▶ **What you should do**
Which lines of the data below contain the word "tent"? Pick them out and copy each one in full.

▶ **Data for processing**
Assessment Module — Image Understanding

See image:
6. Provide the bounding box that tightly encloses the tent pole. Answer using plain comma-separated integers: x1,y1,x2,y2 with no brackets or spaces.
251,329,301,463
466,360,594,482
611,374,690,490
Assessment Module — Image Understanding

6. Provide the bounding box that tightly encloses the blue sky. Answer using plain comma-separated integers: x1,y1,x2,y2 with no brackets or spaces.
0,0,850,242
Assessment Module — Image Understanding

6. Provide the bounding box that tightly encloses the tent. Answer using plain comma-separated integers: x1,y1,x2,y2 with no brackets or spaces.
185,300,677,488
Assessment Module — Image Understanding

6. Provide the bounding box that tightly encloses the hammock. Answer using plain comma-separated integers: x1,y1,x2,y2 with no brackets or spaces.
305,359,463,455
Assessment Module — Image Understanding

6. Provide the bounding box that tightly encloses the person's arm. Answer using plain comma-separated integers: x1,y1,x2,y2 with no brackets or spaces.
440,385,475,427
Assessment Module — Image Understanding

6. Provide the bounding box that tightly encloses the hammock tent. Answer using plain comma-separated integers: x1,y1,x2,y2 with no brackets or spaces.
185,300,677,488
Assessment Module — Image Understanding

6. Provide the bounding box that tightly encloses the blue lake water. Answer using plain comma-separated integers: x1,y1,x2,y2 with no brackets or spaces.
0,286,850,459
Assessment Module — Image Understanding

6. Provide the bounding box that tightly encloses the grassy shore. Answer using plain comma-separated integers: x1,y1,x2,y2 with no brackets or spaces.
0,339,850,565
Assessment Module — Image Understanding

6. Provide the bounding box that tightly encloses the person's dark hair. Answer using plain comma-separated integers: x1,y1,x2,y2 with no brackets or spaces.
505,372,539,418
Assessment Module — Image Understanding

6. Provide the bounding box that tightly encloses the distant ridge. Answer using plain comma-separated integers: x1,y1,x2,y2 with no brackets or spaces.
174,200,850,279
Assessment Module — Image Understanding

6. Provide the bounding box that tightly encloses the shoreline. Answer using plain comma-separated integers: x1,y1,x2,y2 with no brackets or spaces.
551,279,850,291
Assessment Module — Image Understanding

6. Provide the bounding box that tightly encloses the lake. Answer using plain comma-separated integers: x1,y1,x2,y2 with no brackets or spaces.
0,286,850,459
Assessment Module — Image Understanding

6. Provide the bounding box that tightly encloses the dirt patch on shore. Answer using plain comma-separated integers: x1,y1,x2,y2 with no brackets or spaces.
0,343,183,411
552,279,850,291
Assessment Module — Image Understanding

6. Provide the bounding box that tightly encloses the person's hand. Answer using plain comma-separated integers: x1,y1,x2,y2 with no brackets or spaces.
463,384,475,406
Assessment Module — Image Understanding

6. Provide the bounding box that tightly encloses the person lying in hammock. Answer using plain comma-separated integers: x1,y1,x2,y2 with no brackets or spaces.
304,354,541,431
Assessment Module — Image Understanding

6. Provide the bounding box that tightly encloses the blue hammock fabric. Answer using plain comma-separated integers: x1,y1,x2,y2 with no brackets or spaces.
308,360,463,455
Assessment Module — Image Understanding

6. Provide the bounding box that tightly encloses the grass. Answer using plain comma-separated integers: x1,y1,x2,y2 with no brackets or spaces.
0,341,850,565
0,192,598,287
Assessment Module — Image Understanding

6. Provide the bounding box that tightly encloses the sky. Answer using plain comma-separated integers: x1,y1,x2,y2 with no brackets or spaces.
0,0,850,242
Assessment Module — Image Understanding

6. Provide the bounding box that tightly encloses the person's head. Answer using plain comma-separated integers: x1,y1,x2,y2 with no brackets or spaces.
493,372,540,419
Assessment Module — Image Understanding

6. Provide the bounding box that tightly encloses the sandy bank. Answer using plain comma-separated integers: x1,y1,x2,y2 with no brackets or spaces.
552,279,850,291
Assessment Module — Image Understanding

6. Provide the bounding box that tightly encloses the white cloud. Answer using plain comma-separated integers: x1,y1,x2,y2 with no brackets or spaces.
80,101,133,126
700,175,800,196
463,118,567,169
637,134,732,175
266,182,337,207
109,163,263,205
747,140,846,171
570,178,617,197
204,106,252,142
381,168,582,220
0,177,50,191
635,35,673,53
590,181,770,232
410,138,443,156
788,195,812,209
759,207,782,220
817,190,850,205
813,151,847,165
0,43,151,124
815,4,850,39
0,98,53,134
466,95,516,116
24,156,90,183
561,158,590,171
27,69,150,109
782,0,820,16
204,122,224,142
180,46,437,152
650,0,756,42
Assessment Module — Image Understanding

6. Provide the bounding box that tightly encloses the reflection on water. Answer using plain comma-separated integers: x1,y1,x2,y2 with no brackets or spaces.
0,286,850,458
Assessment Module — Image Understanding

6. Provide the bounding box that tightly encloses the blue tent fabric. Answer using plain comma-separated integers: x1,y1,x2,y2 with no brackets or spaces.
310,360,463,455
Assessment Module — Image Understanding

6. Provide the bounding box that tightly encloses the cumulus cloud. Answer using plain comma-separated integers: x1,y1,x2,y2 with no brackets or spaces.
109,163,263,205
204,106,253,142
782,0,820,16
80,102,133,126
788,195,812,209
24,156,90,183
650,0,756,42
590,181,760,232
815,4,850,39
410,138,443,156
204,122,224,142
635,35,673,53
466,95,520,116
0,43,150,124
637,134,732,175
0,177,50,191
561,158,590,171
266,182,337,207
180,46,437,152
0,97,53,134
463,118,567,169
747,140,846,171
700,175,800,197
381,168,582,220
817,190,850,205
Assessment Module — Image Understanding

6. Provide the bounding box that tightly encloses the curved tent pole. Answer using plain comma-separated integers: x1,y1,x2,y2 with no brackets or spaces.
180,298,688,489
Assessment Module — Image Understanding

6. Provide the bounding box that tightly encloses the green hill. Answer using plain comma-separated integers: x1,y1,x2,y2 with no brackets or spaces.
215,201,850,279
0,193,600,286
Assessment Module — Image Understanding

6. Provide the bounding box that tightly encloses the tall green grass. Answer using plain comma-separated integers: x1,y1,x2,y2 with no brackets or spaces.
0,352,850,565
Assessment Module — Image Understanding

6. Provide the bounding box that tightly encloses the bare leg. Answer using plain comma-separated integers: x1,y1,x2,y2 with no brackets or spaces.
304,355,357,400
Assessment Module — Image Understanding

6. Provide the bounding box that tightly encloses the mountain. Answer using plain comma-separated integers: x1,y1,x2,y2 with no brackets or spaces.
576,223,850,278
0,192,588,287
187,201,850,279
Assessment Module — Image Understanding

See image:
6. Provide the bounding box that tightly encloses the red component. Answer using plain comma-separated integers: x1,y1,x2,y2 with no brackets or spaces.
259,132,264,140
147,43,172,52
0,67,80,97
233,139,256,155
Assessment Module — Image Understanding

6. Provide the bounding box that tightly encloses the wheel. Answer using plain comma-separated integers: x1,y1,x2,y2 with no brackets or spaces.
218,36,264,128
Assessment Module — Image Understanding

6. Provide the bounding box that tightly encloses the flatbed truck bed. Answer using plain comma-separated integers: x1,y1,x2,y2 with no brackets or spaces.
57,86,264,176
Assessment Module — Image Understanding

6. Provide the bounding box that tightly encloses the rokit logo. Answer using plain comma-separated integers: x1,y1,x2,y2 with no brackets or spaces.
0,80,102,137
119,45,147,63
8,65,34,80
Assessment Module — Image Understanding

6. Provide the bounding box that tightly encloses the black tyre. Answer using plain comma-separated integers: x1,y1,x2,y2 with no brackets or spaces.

--

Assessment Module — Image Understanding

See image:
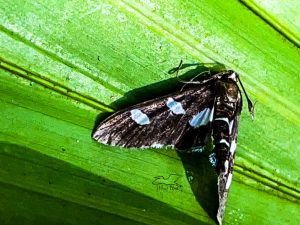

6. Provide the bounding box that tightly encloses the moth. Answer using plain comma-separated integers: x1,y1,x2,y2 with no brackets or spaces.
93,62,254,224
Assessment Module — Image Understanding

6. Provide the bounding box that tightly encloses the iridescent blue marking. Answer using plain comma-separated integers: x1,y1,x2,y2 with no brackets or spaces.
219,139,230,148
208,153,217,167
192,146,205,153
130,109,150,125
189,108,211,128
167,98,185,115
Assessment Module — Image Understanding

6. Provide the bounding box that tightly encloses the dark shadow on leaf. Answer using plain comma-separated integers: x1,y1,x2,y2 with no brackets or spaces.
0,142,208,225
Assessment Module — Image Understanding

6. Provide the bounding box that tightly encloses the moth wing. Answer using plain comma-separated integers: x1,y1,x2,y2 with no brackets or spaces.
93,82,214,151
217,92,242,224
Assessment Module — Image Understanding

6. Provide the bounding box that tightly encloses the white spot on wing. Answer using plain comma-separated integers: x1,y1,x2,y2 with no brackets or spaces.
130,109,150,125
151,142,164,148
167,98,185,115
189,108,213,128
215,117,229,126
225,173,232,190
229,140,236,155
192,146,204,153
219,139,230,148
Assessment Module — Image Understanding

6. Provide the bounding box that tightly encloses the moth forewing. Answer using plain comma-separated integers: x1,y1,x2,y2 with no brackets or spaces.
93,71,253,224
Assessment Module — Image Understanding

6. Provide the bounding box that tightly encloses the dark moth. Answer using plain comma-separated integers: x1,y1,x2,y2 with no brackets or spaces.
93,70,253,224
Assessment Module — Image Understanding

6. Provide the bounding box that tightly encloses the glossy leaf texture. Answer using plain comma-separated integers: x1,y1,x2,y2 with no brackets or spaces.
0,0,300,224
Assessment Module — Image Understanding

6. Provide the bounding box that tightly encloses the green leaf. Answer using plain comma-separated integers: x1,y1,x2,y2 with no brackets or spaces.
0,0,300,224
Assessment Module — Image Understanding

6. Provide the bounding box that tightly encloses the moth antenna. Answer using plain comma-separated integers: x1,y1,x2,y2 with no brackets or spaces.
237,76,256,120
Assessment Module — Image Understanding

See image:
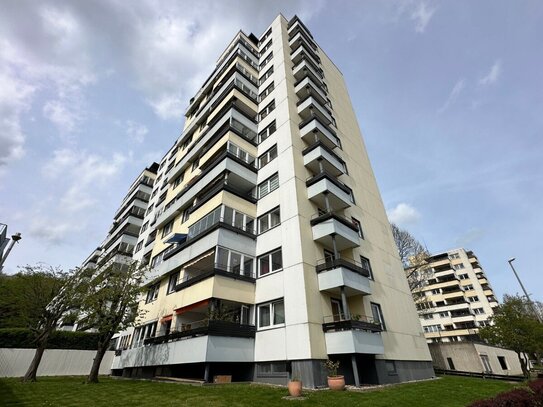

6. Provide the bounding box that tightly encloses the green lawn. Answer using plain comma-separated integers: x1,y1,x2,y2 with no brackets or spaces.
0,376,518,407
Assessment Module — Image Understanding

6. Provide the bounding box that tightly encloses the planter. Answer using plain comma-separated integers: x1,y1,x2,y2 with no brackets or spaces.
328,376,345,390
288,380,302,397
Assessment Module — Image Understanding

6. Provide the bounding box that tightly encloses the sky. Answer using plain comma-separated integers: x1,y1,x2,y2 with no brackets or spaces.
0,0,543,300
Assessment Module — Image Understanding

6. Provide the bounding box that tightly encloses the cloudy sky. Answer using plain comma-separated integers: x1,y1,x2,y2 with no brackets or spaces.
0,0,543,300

...

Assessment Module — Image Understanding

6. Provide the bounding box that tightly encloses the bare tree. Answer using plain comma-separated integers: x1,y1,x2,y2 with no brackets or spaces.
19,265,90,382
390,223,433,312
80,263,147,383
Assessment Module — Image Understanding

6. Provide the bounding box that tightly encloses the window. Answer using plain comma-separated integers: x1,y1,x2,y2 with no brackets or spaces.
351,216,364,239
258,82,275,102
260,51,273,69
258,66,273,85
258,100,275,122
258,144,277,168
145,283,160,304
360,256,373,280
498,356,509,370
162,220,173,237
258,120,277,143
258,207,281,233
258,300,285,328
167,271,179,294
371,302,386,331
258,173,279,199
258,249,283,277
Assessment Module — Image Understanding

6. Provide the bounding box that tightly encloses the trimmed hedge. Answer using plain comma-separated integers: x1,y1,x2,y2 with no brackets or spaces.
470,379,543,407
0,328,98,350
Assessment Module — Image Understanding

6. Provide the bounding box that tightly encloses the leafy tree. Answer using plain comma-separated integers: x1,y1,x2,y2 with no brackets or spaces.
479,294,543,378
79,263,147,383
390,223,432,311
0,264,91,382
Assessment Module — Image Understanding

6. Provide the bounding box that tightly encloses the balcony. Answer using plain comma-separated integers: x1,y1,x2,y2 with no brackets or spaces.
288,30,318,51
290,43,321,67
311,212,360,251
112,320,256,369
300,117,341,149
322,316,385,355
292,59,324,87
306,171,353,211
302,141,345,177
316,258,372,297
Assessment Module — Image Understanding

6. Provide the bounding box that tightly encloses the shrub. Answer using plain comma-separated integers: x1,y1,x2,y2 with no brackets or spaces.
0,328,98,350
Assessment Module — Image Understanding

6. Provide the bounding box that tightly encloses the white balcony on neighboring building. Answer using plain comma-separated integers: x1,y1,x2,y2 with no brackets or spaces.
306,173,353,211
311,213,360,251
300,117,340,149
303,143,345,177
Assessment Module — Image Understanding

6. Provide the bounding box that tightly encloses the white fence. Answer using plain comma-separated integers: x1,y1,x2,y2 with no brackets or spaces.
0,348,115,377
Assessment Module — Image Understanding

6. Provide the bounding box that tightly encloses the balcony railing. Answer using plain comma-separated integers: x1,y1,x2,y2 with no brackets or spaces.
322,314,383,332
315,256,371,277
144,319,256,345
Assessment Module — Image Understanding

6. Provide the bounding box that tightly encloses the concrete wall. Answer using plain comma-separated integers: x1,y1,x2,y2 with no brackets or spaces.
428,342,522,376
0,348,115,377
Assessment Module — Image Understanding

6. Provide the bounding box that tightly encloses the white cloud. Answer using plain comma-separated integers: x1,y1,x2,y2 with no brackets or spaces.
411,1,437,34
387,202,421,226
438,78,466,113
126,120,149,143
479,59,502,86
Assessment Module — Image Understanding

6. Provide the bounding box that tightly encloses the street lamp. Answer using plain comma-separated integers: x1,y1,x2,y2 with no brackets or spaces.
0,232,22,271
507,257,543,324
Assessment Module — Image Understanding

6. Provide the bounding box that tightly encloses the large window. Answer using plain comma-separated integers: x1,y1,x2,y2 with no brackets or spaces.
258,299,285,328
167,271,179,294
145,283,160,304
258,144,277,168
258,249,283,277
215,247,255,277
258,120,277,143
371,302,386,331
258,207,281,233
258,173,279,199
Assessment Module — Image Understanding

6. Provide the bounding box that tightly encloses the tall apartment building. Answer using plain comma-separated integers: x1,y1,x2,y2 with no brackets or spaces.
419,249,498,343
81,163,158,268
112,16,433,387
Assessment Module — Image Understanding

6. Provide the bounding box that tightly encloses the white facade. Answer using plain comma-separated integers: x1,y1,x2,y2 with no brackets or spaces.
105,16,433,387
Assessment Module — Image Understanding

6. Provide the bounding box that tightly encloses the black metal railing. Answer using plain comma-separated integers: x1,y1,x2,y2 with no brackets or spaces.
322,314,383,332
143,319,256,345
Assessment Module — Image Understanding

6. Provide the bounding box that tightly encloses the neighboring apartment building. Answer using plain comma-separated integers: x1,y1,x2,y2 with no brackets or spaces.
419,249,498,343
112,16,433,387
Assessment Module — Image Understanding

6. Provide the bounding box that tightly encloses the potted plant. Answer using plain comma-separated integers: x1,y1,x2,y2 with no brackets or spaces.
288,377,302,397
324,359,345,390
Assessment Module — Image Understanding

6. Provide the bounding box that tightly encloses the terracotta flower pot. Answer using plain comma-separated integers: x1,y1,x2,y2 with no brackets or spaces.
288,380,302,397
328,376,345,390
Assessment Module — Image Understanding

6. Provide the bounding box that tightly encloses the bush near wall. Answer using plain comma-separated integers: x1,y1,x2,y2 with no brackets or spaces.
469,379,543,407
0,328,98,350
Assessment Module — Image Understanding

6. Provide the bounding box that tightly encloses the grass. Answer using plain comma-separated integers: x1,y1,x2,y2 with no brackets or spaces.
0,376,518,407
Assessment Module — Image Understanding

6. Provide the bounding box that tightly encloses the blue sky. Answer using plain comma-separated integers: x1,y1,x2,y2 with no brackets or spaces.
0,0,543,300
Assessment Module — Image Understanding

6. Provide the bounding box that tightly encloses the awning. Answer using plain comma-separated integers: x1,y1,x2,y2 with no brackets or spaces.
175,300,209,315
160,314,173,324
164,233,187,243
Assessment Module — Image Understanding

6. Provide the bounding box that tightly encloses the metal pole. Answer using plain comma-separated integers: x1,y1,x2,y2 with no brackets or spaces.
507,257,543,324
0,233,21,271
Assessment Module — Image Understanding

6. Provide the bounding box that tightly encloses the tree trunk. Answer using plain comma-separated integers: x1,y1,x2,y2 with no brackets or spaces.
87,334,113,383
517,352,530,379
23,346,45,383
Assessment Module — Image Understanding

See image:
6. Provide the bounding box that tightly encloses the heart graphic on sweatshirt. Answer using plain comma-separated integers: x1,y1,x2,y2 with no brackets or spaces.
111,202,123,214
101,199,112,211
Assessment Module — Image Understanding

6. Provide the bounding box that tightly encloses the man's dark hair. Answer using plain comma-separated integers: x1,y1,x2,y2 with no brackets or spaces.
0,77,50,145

▶ **Full solution**
6. Provide the bounding box that tightly encloses the tent pole. Answer using plain comma-separated integers: x1,y1,x2,y2 with no brackets or spaces.
6. Provide the bounding box that tightly encloses the tent. Answer using plain comma-separated integers: x1,y1,x2,y2 with no brackets or spaces.
6. Provide the bounding box that tightly encloses the hammock tent. Answer using plain comma-separated integers: x1,y1,x2,y2 with no brackets or spaces.
6. Provide the bounding box that tightly encloses the blue tent fabric. Answer using plain comma-separated integers: x1,y1,x2,y2 with no brackets or spaces.
6. Provide the bounding box that tightly encloses the curved tent pole. Answer using plain comma-separated integers: x1,y1,x2,y2 with no brackets or spaces.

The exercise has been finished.